_What the task requires_:
Find every line in the records below that contains the word "support" and copy each of those lines. Letter case matters.

_Records provided_:
————————

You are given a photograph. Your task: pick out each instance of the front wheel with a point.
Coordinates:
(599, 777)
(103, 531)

————————

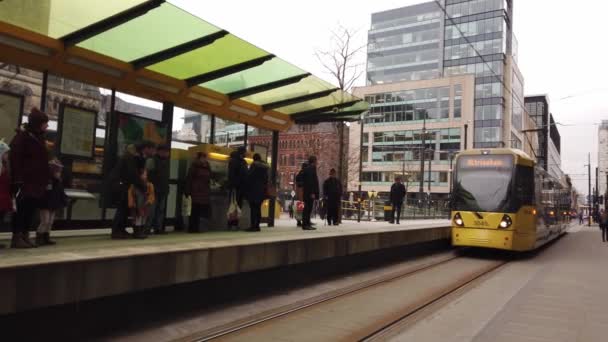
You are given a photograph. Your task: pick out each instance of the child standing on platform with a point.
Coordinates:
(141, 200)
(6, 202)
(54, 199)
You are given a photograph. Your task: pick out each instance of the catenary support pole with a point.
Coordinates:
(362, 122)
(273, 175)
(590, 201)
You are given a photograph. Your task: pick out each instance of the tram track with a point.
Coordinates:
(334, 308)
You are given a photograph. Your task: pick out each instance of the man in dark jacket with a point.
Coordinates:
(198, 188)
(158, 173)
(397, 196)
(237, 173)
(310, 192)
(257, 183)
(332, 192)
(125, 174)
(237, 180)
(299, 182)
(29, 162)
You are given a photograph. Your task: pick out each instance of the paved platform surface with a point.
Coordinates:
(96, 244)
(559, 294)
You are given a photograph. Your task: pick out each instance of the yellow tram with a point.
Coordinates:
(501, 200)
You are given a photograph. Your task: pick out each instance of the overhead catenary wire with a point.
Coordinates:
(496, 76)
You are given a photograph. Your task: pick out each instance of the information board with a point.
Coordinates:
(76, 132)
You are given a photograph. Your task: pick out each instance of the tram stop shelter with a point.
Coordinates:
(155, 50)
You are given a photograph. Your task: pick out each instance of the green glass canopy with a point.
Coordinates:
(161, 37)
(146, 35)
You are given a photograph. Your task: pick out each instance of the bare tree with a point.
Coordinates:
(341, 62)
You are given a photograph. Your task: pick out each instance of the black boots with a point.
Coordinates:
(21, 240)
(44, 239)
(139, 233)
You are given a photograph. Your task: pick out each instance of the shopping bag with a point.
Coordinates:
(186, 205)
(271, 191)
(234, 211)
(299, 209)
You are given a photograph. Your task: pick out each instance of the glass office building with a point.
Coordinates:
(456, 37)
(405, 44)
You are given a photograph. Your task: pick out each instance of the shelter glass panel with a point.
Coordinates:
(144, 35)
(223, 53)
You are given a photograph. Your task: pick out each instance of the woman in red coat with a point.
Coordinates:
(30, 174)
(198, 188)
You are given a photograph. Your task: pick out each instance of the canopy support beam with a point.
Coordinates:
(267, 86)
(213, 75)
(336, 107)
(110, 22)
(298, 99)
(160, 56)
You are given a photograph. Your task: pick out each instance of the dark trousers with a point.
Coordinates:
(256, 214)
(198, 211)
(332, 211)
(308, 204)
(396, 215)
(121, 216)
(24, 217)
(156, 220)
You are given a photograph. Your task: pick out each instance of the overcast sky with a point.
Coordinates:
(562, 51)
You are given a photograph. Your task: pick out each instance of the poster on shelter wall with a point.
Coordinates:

————————

_Completed task_:
You are given a photograph. Your task: pick out each instance of the catenary support pole with a point.
You are given a photograph. Your task: pick out each instance of the canopy support beam with a point.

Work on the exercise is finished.